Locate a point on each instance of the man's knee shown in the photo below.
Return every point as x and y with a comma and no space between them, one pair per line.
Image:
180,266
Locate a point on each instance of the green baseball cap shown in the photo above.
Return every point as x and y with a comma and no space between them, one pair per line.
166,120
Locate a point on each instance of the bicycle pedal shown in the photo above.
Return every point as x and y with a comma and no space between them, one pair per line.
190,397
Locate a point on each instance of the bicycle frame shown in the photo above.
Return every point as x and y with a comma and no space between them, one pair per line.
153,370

# # #

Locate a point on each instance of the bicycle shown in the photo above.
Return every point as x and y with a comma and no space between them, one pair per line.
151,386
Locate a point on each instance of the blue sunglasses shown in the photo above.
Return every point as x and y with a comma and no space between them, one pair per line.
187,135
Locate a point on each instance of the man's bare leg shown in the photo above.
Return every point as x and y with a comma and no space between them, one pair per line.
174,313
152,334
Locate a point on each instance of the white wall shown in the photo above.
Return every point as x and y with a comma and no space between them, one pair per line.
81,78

# # #

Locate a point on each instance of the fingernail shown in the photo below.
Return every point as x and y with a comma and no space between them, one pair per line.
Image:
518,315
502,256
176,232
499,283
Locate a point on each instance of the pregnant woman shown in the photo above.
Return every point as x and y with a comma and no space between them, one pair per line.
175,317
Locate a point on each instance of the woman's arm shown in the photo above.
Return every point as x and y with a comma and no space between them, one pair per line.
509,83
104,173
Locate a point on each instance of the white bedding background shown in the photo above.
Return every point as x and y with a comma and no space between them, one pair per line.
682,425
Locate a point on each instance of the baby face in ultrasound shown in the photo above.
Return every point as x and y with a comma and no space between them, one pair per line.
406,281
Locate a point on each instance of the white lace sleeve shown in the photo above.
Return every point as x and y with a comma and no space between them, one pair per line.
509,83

# # #

> _Exercise aim_
Please find every line in the data above that contains the string "below" and copy those lines out. Case counts, so uppercase and lowercase letters must match.

> _Correct output_
Locate a point on each instance of the man's knee shown in the photo below.
Locate a point on each instance of the fingernail shown in the photo below.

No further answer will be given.